- Problem -
Only the lines with the string "mask" are needed; return each of them from the entries below.

- Saved data entries -
[Start of section]

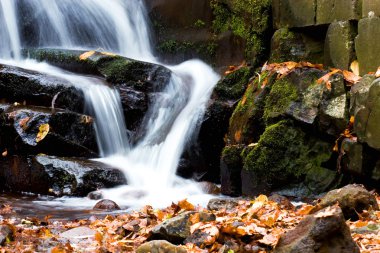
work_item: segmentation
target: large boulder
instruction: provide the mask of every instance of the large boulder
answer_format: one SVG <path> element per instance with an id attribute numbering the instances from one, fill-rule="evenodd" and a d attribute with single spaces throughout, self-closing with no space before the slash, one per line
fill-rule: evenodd
<path id="1" fill-rule="evenodd" d="M 306 216 L 281 236 L 274 253 L 359 253 L 339 207 Z"/>
<path id="2" fill-rule="evenodd" d="M 3 105 L 0 147 L 8 154 L 97 156 L 93 119 L 60 109 Z"/>
<path id="3" fill-rule="evenodd" d="M 376 16 L 380 16 L 379 0 L 362 0 L 362 17 L 368 17 L 370 12 L 373 12 Z"/>
<path id="4" fill-rule="evenodd" d="M 305 27 L 315 24 L 316 1 L 274 0 L 273 25 L 275 28 Z"/>
<path id="5" fill-rule="evenodd" d="M 359 20 L 362 13 L 362 0 L 317 0 L 316 24 L 329 24 L 334 21 Z"/>
<path id="6" fill-rule="evenodd" d="M 76 72 L 100 76 L 120 94 L 127 127 L 137 128 L 149 105 L 171 80 L 172 73 L 161 65 L 110 53 L 60 49 L 28 49 L 24 54 L 38 61 Z"/>
<path id="7" fill-rule="evenodd" d="M 0 225 L 0 246 L 4 246 L 5 243 L 12 241 L 14 238 L 14 232 L 9 225 Z"/>
<path id="8" fill-rule="evenodd" d="M 86 196 L 125 183 L 120 170 L 81 158 L 9 156 L 0 163 L 0 188 L 7 192 Z"/>
<path id="9" fill-rule="evenodd" d="M 346 219 L 358 219 L 358 213 L 373 208 L 379 210 L 376 198 L 361 185 L 347 185 L 328 192 L 314 210 L 337 204 Z"/>

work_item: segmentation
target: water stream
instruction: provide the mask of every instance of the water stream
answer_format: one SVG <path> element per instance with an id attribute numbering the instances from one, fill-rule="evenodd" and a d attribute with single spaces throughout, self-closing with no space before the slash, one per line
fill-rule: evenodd
<path id="1" fill-rule="evenodd" d="M 159 63 L 151 48 L 147 14 L 141 0 L 0 0 L 0 59 L 26 69 L 66 79 L 81 88 L 96 118 L 101 161 L 121 169 L 127 186 L 104 190 L 106 198 L 124 206 L 164 206 L 182 198 L 203 202 L 208 196 L 197 184 L 175 175 L 183 149 L 201 119 L 218 75 L 199 60 L 167 66 L 169 85 L 157 96 L 146 117 L 147 133 L 130 146 L 120 96 L 101 79 L 81 76 L 46 63 L 21 60 L 30 46 L 20 24 L 27 9 L 35 47 L 97 49 Z M 128 120 L 128 119 L 127 119 Z M 60 199 L 57 205 L 93 205 L 83 199 Z M 80 203 L 80 204 L 79 204 Z"/>

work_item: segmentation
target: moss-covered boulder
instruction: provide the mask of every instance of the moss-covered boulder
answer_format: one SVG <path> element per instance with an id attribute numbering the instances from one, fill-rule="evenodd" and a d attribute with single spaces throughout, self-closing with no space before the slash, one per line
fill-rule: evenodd
<path id="1" fill-rule="evenodd" d="M 299 183 L 310 170 L 325 169 L 323 163 L 330 157 L 330 143 L 312 138 L 294 122 L 283 120 L 268 126 L 244 158 L 243 194 L 268 193 Z"/>
<path id="2" fill-rule="evenodd" d="M 226 146 L 220 158 L 220 180 L 222 194 L 227 196 L 241 195 L 241 170 L 244 146 Z"/>
<path id="3" fill-rule="evenodd" d="M 275 28 L 305 27 L 315 24 L 316 2 L 310 0 L 273 0 Z"/>

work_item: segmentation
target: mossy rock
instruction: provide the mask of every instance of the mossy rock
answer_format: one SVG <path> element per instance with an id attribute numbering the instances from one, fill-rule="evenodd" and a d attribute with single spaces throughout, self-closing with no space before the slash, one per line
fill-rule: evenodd
<path id="1" fill-rule="evenodd" d="M 268 78 L 268 85 L 263 87 L 266 78 Z M 228 133 L 230 144 L 250 144 L 258 141 L 265 129 L 262 120 L 265 98 L 270 92 L 270 83 L 274 80 L 274 76 L 263 73 L 249 84 L 230 119 Z"/>
<path id="2" fill-rule="evenodd" d="M 243 194 L 268 193 L 302 182 L 310 170 L 322 168 L 329 160 L 329 145 L 309 136 L 290 120 L 268 126 L 243 161 Z"/>
<path id="3" fill-rule="evenodd" d="M 252 68 L 243 67 L 228 74 L 217 83 L 215 94 L 221 99 L 240 99 L 247 89 L 252 72 Z"/>
<path id="4" fill-rule="evenodd" d="M 241 195 L 241 170 L 243 167 L 243 145 L 226 146 L 220 162 L 221 191 L 227 196 Z"/>

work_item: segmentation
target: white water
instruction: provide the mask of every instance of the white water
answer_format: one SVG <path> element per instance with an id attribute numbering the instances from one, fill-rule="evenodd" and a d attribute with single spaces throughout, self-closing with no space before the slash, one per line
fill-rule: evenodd
<path id="1" fill-rule="evenodd" d="M 20 54 L 22 39 L 19 29 L 13 29 L 19 26 L 15 10 L 19 1 L 0 0 L 3 12 L 9 14 L 3 15 L 7 29 L 4 23 L 0 24 L 1 38 L 8 38 L 1 41 L 3 59 L 10 58 L 4 48 L 12 49 L 14 59 Z M 28 0 L 23 4 L 28 5 L 31 13 L 37 13 L 33 20 L 40 31 L 38 47 L 103 48 L 157 62 L 150 46 L 142 1 Z M 134 147 L 128 143 L 117 91 L 99 79 L 74 75 L 47 64 L 33 61 L 14 64 L 66 79 L 84 91 L 86 103 L 96 117 L 102 161 L 123 170 L 129 182 L 128 186 L 104 190 L 106 198 L 121 205 L 157 207 L 186 197 L 198 203 L 207 198 L 196 184 L 175 175 L 184 146 L 218 80 L 206 64 L 192 60 L 169 67 L 173 71 L 171 82 L 151 106 L 147 134 Z M 65 203 L 77 205 L 76 201 Z"/>

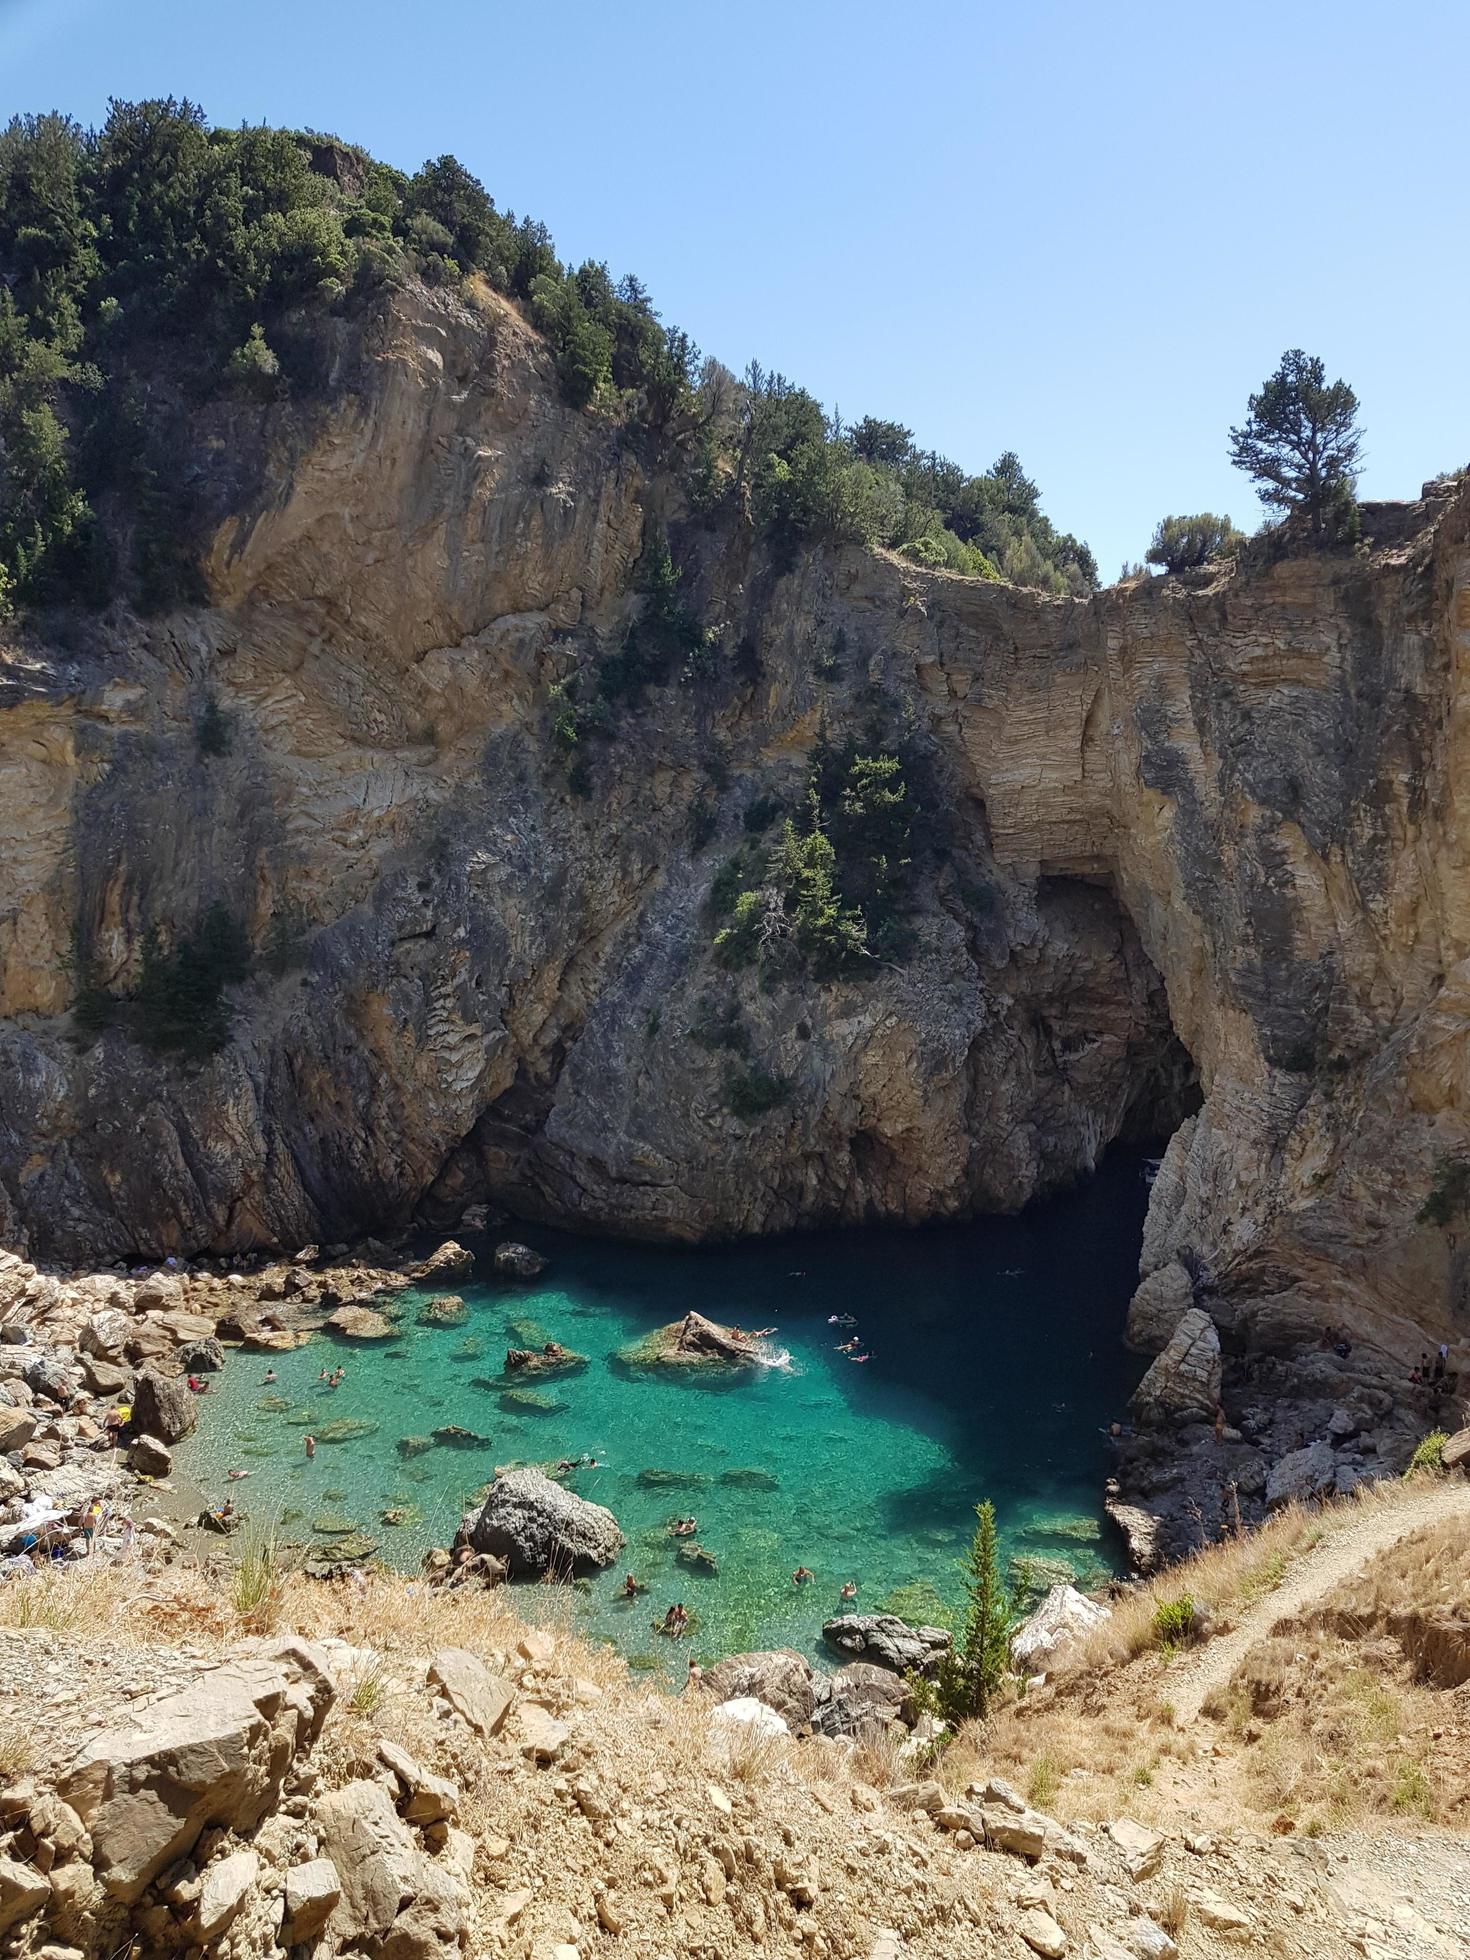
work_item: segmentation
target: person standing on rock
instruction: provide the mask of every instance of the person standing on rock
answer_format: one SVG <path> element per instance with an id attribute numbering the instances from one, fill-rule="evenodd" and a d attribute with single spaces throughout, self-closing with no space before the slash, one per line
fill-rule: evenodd
<path id="1" fill-rule="evenodd" d="M 314 1457 L 315 1455 L 316 1455 L 316 1438 L 315 1436 L 308 1436 L 306 1439 L 307 1461 L 310 1462 L 312 1457 Z"/>

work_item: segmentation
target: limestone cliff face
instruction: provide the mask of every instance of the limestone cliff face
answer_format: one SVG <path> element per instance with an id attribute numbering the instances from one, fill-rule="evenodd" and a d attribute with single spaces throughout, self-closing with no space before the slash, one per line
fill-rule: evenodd
<path id="1" fill-rule="evenodd" d="M 486 1195 L 665 1237 L 917 1221 L 1180 1125 L 1150 1269 L 1184 1252 L 1227 1320 L 1451 1325 L 1414 1213 L 1465 1108 L 1464 497 L 1385 511 L 1371 556 L 1087 603 L 856 551 L 777 576 L 562 407 L 508 309 L 401 296 L 365 377 L 281 432 L 209 608 L 0 668 L 10 1236 L 223 1249 Z M 655 520 L 726 657 L 569 779 L 552 689 L 617 644 Z M 935 820 L 913 958 L 722 971 L 745 809 L 875 702 Z M 230 1044 L 82 1039 L 74 950 L 126 988 L 217 898 L 280 955 Z M 747 1068 L 789 1092 L 742 1119 Z"/>

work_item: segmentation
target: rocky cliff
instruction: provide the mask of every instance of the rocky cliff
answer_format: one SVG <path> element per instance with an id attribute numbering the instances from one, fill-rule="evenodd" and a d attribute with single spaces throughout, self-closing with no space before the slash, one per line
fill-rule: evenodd
<path id="1" fill-rule="evenodd" d="M 779 569 L 488 299 L 400 295 L 360 385 L 262 413 L 274 491 L 210 606 L 3 656 L 5 1236 L 232 1250 L 487 1197 L 684 1239 L 918 1221 L 1172 1130 L 1144 1267 L 1178 1311 L 1463 1328 L 1463 487 L 1370 507 L 1354 557 L 1082 602 Z M 720 657 L 569 768 L 558 686 L 655 527 Z M 707 901 L 750 806 L 875 720 L 924 777 L 911 956 L 728 971 Z M 255 949 L 219 1052 L 78 1024 L 83 976 L 125 994 L 215 902 Z"/>

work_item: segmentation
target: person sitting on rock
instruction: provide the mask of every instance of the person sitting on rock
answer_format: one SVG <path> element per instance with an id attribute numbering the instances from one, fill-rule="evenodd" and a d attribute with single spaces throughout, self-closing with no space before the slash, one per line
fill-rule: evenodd
<path id="1" fill-rule="evenodd" d="M 639 1593 L 641 1593 L 642 1591 L 643 1591 L 642 1586 L 639 1585 L 638 1581 L 633 1577 L 633 1574 L 630 1572 L 627 1578 L 624 1579 L 623 1581 L 623 1598 L 636 1599 Z"/>
<path id="2" fill-rule="evenodd" d="M 693 1654 L 691 1654 L 689 1656 L 689 1672 L 684 1677 L 684 1685 L 686 1688 L 697 1688 L 703 1679 L 704 1669 L 699 1665 L 699 1662 L 694 1658 Z"/>
<path id="3" fill-rule="evenodd" d="M 844 1600 L 856 1599 L 857 1598 L 856 1579 L 849 1579 L 847 1584 L 842 1588 L 842 1591 L 838 1596 L 839 1598 Z"/>
<path id="4" fill-rule="evenodd" d="M 809 1565 L 798 1565 L 791 1575 L 791 1583 L 793 1586 L 804 1586 L 809 1580 L 815 1579 L 816 1576 L 816 1573 L 812 1571 Z"/>
<path id="5" fill-rule="evenodd" d="M 669 1530 L 676 1538 L 692 1538 L 699 1529 L 697 1518 L 675 1518 Z"/>

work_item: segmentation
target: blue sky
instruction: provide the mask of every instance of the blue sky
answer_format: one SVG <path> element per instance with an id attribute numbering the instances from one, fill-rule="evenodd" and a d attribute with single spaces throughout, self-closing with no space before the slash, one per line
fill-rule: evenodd
<path id="1" fill-rule="evenodd" d="M 0 110 L 187 94 L 453 151 L 739 368 L 972 469 L 1017 450 L 1105 579 L 1258 512 L 1282 351 L 1357 389 L 1366 496 L 1470 461 L 1465 0 L 0 0 Z"/>

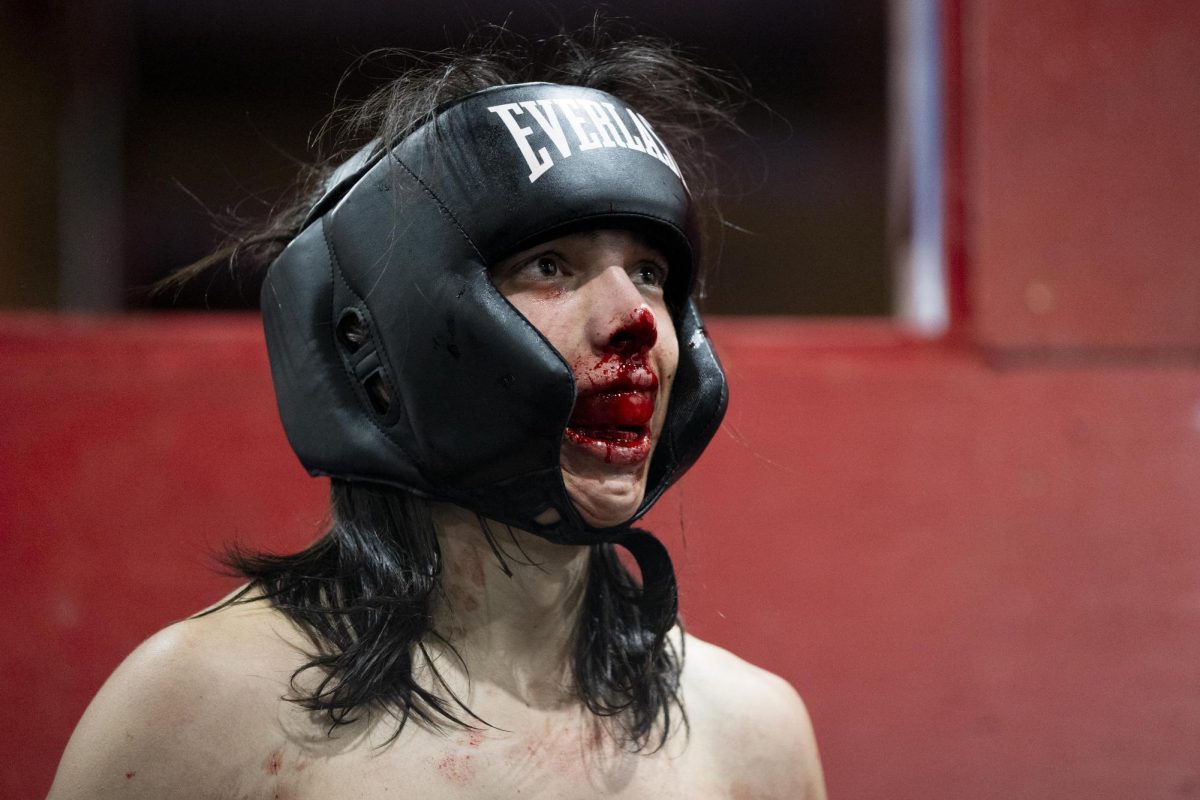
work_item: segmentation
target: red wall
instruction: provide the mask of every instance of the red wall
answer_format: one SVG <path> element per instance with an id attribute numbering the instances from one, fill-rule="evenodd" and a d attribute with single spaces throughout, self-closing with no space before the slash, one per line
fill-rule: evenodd
<path id="1" fill-rule="evenodd" d="M 692 629 L 808 698 L 835 796 L 1200 787 L 1200 372 L 712 330 L 728 421 L 654 527 Z M 299 546 L 323 497 L 252 318 L 9 317 L 0 364 L 0 671 L 21 721 L 0 752 L 28 755 L 0 795 L 31 797 L 118 660 L 227 590 L 208 553 Z"/>
<path id="2" fill-rule="evenodd" d="M 954 333 L 714 321 L 728 421 L 654 527 L 692 630 L 808 699 L 834 797 L 1200 796 L 1200 6 L 965 2 L 947 41 Z M 0 317 L 0 375 L 0 795 L 33 797 L 227 590 L 208 553 L 299 546 L 323 497 L 253 318 Z"/>
<path id="3" fill-rule="evenodd" d="M 1200 346 L 1200 3 L 963 3 L 975 330 Z"/>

[End of section]

- Written reply -
instruction: provide the mask of every instance of the large boulder
instruction: provide the mask of every instance of the water stream
instruction: provide the mask of every instance of the moss-covered boulder
instruction: provide the mask of every instance of the mossy rock
instruction: provide the mask of every instance of the white water
instruction: provide the mask of every instance of the person standing on rock
instruction: provide the mask of every instance of the limestone cliff face
instruction: provide the mask of every instance of the rocky cliff
instruction: provide the mask of every instance of the person sitting on rock
instruction: provide the mask of every instance of the blue sky
instruction: provide the mask of every instance of the red wall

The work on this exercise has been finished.